*Task description*: Copy the material below word for word, beginning with the line containing "[locate] the blurred" and ending with the line containing "x=246, y=371", both lines included.

===== Exercise material

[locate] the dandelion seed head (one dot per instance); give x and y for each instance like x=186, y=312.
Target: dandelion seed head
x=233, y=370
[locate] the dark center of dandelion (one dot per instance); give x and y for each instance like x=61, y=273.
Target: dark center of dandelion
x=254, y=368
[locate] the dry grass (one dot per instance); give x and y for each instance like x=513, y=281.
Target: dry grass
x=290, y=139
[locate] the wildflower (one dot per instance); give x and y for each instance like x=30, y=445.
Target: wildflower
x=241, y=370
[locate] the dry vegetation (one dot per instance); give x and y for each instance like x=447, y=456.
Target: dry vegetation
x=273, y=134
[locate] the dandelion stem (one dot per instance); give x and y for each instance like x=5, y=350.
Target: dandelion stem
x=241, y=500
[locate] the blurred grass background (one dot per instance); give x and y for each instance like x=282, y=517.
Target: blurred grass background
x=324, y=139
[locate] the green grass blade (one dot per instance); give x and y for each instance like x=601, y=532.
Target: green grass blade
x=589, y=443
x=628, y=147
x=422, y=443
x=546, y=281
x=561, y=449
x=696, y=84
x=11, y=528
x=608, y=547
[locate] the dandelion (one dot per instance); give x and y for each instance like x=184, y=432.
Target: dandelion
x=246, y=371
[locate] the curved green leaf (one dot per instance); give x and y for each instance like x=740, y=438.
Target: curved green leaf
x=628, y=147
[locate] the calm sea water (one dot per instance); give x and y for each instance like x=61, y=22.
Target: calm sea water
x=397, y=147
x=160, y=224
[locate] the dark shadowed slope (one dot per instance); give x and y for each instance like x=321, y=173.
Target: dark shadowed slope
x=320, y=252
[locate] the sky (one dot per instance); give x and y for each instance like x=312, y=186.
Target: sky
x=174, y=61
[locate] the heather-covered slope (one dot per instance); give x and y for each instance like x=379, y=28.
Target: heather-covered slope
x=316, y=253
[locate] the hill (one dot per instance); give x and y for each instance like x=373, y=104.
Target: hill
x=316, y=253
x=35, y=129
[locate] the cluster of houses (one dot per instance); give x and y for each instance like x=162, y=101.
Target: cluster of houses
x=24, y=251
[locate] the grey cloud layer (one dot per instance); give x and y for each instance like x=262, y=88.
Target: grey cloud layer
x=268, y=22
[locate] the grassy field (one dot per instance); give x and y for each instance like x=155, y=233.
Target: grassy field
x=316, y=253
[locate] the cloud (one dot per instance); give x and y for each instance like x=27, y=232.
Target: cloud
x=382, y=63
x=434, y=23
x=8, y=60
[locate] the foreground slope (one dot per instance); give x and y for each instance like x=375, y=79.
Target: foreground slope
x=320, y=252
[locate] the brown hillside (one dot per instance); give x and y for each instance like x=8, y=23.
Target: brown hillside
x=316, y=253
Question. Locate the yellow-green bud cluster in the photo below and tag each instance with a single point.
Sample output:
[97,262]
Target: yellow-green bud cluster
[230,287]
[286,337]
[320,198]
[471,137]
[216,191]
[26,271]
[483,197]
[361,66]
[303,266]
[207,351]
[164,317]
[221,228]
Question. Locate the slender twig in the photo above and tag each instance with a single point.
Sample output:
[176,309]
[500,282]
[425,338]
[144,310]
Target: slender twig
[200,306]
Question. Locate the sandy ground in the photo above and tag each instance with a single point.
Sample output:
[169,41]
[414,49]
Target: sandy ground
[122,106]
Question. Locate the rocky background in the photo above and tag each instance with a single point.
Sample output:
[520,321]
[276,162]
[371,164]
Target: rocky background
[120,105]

==========
===== Exercise material

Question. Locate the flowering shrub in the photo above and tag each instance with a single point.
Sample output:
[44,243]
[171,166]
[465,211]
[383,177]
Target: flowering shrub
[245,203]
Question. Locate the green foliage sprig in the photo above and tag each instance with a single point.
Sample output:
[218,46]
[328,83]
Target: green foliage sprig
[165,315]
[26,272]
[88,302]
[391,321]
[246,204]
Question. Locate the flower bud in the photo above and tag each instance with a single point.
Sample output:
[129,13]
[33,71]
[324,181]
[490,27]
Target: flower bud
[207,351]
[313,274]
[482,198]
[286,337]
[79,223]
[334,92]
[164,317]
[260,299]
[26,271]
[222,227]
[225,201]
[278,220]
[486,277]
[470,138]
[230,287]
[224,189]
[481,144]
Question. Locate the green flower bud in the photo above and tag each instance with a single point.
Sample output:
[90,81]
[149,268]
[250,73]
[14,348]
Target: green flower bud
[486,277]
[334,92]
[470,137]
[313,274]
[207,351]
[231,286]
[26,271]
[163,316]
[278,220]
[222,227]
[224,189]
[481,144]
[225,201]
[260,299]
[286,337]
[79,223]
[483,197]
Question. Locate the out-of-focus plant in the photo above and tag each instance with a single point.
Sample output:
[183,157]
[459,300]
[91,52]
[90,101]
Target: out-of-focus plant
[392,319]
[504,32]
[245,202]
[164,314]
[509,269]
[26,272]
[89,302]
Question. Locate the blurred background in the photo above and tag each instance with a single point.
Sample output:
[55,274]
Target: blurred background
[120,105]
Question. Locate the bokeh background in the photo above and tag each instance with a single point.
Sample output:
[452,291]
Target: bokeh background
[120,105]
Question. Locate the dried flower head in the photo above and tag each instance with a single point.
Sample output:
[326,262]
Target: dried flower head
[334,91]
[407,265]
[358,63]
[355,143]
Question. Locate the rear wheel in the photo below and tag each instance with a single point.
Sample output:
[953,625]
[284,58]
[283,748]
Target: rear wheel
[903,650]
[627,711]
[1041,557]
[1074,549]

==========

*Expected answer*:
[locate] the blurred grass background (one dot per instance); give x and y for each instance like x=282, y=517.
Target: blurred grass background
x=324, y=139
[locate] the green grass blade (one dot per instance); give x and y for each instance like x=601, y=532.
Target: green grass blade
x=589, y=443
x=628, y=147
x=422, y=443
x=546, y=281
x=561, y=449
x=696, y=84
x=11, y=528
x=608, y=547
[locate] the dandelion (one dot per instance); give x and y for each instance like x=184, y=432.
Target: dandelion
x=246, y=371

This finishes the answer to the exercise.